*** Begin section ***

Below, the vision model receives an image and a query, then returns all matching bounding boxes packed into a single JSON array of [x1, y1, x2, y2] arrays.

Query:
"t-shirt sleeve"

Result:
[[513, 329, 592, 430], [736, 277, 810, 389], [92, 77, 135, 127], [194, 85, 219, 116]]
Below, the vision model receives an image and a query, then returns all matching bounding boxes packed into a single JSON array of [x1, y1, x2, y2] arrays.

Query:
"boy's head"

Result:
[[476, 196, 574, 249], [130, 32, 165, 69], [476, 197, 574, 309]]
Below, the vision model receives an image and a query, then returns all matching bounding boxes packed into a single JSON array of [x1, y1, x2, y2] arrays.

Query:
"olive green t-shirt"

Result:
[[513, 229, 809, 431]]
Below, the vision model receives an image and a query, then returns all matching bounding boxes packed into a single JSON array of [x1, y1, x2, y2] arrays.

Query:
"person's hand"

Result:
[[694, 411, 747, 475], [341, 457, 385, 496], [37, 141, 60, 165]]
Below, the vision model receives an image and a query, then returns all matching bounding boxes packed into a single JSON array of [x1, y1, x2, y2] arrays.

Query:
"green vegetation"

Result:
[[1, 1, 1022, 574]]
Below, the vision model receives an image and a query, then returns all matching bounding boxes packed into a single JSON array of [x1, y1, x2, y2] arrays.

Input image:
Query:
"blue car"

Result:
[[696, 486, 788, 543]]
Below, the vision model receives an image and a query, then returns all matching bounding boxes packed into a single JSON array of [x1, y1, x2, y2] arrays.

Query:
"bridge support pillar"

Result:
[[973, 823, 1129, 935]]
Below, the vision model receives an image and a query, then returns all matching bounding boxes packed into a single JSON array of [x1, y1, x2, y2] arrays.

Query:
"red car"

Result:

*** End section ***

* TASK DIRECTIONS
Look for the string "green" in the entries above. Copy every line that has it.

* EXERCISE SOLUTION
"olive green t-shirt"
"green vegetation"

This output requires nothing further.